■ WRITTEN INSTRUCTION ■
Count the lines in the data that contain the string "leaf", treating uppercase and lowercase letters as different. Give only the number.

■ MATERIAL PROVIDED ■
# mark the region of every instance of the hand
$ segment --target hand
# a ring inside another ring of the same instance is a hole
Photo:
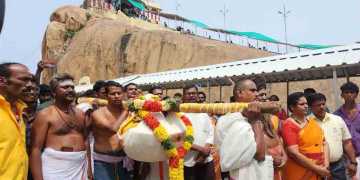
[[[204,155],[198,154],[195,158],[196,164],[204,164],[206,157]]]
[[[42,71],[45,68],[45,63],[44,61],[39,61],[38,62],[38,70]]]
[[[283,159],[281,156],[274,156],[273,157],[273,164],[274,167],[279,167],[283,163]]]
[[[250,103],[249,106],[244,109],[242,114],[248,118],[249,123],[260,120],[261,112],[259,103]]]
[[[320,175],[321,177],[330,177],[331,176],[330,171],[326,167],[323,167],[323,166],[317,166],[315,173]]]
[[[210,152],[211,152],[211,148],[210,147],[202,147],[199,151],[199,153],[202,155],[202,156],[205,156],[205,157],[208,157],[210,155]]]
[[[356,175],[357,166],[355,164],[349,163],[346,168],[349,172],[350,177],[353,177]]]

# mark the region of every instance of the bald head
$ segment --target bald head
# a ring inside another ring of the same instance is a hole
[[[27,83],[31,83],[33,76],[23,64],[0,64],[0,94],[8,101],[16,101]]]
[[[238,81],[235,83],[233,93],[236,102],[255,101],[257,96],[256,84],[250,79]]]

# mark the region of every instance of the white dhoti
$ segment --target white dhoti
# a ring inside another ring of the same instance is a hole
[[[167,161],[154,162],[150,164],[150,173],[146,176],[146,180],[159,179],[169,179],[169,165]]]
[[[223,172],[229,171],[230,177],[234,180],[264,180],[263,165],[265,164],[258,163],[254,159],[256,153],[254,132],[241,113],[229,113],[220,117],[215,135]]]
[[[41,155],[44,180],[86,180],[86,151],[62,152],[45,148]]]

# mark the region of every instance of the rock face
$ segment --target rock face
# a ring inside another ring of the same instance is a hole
---
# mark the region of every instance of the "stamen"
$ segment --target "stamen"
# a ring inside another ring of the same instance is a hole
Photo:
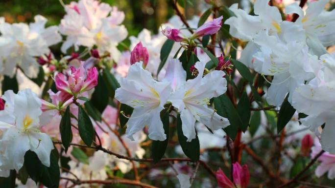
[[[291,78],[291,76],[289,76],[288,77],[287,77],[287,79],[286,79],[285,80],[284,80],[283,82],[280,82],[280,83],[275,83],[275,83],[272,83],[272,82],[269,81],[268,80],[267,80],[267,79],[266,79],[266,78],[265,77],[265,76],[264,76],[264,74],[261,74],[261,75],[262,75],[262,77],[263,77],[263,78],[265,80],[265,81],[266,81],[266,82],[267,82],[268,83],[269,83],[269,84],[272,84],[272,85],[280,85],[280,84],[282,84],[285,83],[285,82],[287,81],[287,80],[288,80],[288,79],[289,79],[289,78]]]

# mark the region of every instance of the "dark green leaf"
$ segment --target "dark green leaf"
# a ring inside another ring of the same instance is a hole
* * *
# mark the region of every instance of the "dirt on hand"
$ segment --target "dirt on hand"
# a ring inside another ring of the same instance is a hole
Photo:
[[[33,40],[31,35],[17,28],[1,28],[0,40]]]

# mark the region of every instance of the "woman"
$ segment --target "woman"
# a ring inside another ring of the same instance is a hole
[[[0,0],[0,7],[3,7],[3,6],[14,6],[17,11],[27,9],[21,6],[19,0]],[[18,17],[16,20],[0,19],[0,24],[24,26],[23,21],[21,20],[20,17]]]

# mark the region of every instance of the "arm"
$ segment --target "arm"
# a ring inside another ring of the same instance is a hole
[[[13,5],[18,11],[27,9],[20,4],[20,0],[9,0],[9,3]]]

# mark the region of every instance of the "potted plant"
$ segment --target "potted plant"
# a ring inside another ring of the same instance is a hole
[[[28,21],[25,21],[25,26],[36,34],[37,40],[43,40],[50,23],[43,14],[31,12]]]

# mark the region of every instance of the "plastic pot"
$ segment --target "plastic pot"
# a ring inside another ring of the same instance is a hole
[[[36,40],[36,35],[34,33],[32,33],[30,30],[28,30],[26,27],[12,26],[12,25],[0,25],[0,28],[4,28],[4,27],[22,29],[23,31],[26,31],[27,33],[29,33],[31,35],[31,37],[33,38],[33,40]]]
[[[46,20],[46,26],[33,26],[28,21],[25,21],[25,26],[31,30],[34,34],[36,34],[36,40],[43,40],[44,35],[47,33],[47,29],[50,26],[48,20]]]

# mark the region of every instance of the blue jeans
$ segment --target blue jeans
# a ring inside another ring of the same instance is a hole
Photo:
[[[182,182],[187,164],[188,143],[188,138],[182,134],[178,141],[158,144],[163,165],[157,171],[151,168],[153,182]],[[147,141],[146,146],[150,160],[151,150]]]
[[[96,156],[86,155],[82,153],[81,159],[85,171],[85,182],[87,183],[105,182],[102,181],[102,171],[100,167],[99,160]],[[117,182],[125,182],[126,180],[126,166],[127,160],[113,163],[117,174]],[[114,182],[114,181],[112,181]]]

■ OUTPUT OF THE EXERCISE ■
2